Text block »
To accomplish this, the code in drivers/clk/clk.c is changed to operate on such
clocks.  Such a clock is indicated by having CLK_IS_SW in its flags.
An example modification would look something like this for
 __clk_enable():

static int __clk_enable(struct clk *clk)
{
        int i, j, ret = 0;

        if (!clk)
                return 0;

        if (WARN_ON(clk->prepare_count == 0))
                return -ESHUTDOWN;

+       /* __clk_parent_safe() just returns the indexed parent clock by
+        * using the cache or looking it up */

        if (clk->enable_count == 0) {
+               if (clk->flags & CLK_IS_SW)
+                       for (i = 0; i < clk->num_parents; i++) {
+                               ret = __clk_enable(
+                                       __clk_parent_safe(clk, i));
+                               if (ret) {
+                                       for (j = i-1; j >= 0; j--)
+                                               __clk_disable(
+
__clk_parent_safe(clk, j));
+                                       break;
+                               }
+               else
                        ret = __clk_enable(clk->parent);

                if (ret)
                        return ret;

                if (clk->ops->enable) {
                        ret = clk->ops->enable(clk->hw);
                        if (ret) {
                                __clk_disable(clk->parent);
                                return ret;
                        }
                }
        }
        clk->enable_count++;
        return 0;
}

I can certainly post a more complete clk.c patch, but I thought I would solicit
more feedback first before I do that.

Comments appreciated!

Given information »
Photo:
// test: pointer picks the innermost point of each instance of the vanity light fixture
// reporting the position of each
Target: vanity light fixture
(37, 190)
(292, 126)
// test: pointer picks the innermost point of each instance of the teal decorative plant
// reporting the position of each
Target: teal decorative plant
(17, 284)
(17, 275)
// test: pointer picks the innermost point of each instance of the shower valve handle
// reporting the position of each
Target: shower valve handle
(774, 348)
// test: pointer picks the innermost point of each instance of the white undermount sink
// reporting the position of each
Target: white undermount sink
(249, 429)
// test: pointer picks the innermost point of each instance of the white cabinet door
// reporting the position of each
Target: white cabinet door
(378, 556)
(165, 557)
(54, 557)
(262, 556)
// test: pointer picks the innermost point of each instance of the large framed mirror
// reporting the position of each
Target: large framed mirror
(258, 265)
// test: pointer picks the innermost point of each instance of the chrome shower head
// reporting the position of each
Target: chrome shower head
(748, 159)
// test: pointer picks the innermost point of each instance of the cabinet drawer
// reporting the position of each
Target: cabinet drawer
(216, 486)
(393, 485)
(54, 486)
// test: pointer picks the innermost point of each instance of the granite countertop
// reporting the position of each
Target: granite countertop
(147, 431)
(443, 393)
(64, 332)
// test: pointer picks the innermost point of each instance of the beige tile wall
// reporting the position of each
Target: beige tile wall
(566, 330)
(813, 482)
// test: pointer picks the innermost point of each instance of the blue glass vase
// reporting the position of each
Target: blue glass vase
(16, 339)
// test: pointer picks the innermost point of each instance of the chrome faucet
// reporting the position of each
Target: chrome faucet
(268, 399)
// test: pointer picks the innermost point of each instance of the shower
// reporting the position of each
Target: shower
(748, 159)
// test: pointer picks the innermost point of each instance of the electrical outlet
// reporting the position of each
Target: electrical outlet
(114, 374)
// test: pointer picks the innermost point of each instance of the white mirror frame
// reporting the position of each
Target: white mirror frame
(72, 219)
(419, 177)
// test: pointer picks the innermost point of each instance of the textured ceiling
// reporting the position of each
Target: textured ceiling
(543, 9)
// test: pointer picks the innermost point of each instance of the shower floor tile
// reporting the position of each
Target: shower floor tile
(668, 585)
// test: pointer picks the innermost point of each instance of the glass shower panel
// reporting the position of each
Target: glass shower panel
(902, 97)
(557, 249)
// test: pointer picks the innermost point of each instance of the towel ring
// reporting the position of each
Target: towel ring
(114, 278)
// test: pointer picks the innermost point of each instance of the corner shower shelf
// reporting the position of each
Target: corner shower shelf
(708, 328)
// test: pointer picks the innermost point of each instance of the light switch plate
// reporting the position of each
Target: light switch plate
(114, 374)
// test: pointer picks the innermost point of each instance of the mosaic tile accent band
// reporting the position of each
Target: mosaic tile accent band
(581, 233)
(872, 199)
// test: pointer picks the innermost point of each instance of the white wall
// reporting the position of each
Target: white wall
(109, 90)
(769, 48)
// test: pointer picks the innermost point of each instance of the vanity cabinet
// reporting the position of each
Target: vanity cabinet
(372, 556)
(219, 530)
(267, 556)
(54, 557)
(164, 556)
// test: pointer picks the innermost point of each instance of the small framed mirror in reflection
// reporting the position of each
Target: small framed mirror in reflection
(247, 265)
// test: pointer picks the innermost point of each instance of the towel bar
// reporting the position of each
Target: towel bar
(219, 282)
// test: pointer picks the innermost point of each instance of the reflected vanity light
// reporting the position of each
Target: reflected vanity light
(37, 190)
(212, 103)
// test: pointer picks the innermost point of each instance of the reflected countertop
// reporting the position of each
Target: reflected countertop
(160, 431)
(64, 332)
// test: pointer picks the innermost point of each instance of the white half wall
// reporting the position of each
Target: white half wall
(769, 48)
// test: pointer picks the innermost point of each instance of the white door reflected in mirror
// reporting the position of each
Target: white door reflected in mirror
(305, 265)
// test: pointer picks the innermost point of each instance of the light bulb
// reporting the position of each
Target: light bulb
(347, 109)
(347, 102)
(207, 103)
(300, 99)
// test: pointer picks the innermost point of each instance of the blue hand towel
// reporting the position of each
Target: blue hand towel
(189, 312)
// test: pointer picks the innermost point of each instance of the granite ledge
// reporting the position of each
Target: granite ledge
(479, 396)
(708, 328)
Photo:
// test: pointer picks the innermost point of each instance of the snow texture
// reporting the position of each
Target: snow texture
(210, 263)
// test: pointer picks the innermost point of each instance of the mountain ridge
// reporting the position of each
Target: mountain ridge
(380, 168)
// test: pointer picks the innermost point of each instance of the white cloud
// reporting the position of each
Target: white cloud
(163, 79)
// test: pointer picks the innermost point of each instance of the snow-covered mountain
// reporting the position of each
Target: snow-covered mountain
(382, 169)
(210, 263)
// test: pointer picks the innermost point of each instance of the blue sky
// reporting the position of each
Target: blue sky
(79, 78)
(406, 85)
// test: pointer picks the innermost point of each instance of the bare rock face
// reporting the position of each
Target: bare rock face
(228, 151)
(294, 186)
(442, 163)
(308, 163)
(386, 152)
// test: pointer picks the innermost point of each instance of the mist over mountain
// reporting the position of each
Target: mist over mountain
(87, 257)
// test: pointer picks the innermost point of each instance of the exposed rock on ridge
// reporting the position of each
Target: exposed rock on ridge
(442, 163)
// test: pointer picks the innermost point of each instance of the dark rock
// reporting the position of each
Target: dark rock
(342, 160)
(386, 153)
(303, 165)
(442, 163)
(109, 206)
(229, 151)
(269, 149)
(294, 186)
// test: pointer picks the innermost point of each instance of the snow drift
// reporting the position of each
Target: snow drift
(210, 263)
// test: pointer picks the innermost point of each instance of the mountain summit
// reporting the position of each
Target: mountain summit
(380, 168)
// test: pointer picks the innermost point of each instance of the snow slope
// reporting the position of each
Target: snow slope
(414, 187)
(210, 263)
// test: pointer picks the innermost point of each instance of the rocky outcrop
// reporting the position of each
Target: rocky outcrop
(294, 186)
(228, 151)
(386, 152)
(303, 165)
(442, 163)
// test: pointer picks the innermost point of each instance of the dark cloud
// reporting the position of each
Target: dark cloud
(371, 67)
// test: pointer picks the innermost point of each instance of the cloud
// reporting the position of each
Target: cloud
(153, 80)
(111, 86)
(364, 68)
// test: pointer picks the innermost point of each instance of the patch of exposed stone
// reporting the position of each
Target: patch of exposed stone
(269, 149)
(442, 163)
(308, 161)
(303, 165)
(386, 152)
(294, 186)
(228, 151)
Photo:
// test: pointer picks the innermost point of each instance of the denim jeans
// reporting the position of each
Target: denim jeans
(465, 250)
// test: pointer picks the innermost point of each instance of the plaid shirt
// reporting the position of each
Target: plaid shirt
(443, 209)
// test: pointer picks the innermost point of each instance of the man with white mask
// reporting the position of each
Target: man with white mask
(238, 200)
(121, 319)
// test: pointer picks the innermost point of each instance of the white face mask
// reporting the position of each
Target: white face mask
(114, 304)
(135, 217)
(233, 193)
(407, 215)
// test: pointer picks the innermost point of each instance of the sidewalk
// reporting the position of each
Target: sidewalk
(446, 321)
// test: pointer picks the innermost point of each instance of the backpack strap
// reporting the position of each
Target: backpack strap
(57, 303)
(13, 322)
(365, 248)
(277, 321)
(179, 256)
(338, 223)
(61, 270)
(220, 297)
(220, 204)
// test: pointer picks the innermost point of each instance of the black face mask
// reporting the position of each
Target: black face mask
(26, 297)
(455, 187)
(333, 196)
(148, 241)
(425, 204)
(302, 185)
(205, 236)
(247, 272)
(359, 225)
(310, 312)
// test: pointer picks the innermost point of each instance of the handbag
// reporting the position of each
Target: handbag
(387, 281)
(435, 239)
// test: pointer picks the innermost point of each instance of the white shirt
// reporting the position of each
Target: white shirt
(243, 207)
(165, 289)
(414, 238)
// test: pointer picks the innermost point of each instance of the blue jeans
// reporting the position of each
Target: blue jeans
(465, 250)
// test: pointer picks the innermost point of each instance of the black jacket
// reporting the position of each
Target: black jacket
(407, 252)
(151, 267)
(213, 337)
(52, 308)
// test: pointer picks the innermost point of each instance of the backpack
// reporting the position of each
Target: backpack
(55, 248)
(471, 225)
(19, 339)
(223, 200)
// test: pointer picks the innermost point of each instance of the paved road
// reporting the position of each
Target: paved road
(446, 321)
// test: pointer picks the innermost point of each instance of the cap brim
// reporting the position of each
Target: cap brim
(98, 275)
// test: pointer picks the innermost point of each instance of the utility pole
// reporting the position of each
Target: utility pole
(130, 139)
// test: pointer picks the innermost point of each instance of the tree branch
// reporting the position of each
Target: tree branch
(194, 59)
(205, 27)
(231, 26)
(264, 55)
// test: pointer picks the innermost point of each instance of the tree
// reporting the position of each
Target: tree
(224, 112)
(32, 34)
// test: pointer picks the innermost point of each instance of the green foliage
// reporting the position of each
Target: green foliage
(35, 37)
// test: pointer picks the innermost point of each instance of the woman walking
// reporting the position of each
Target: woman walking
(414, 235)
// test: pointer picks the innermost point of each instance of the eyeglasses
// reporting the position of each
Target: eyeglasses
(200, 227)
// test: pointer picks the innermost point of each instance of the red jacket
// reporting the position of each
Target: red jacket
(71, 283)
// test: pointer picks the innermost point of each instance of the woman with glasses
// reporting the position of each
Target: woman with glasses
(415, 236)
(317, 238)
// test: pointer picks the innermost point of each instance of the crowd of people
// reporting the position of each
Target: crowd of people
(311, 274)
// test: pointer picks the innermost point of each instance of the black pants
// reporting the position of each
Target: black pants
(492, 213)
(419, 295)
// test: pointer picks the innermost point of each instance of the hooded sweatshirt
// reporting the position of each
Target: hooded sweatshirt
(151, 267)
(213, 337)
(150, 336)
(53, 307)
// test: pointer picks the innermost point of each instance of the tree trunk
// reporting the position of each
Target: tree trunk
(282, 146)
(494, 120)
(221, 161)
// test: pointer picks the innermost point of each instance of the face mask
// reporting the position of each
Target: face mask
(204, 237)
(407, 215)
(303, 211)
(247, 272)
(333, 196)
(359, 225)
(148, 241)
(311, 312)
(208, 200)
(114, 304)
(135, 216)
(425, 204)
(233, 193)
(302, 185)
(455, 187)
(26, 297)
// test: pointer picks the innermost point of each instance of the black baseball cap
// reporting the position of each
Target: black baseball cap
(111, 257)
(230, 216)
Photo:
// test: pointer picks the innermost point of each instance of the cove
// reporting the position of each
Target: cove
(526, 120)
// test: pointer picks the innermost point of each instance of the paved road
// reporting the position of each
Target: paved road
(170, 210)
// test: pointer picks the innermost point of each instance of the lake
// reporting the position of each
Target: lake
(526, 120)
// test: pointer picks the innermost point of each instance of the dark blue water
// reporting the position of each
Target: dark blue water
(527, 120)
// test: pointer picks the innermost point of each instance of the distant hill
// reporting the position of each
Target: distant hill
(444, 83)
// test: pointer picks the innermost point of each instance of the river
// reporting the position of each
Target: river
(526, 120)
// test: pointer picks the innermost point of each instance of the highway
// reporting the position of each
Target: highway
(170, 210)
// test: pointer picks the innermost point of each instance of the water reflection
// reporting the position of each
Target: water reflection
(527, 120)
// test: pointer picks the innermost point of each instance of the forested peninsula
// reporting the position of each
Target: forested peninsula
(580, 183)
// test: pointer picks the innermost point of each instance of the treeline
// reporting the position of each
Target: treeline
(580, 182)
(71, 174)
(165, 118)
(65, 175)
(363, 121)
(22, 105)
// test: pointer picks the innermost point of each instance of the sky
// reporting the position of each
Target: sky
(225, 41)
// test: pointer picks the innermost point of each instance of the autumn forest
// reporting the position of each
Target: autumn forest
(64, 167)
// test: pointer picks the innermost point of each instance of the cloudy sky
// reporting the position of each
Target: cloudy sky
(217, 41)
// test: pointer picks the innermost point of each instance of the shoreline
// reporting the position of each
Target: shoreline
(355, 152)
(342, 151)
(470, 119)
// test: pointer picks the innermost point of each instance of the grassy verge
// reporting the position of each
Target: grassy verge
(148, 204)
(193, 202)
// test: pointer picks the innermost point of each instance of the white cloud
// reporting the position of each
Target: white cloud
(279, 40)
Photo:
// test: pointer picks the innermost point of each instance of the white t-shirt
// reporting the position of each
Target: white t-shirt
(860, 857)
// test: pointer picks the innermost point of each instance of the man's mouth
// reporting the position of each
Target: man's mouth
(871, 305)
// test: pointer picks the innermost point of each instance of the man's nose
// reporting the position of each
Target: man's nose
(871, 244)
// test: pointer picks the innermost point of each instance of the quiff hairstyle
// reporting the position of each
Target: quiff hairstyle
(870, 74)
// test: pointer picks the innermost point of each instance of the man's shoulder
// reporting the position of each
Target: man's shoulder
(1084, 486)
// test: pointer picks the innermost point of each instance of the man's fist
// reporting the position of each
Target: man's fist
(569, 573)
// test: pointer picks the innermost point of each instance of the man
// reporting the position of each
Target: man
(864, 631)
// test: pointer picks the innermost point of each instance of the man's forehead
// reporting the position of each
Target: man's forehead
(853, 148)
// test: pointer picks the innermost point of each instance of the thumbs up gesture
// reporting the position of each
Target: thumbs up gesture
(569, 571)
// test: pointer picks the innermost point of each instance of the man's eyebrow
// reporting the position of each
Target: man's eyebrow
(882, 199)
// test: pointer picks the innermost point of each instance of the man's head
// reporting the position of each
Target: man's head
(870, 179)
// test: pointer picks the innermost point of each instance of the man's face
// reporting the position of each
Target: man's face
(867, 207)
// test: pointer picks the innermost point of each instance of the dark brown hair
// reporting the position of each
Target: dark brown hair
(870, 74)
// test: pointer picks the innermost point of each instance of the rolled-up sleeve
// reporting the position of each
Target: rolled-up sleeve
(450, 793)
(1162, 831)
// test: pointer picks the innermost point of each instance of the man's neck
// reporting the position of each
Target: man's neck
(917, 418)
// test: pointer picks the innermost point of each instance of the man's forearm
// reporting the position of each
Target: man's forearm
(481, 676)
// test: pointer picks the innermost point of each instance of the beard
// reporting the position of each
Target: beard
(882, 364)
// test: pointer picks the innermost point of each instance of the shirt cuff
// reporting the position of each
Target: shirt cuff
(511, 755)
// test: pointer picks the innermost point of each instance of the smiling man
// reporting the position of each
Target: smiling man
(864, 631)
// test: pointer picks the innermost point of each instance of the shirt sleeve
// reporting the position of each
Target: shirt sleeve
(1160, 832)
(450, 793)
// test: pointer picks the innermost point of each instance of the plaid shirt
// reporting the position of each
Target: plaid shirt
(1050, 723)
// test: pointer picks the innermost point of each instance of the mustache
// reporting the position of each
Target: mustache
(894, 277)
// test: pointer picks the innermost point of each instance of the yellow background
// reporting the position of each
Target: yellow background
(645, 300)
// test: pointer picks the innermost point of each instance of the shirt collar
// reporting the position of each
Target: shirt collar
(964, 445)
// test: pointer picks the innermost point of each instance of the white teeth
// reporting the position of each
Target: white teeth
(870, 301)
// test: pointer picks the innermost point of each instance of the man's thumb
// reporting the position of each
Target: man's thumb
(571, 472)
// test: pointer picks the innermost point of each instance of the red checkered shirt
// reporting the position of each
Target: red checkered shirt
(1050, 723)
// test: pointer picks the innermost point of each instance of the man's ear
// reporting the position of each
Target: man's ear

To do » Summarize the clock driver post in two sentences.

Solution to this exercise » The post proposes changing the code in drivers/clk/clk.c to operate on clocks marked with CLK_IS_SW in their flags, and it shows an example modification of __clk_enable() in which such a clock enables each of its parents in turn. The writer offers to post a more complete clk.c patch but first asks for more feedback.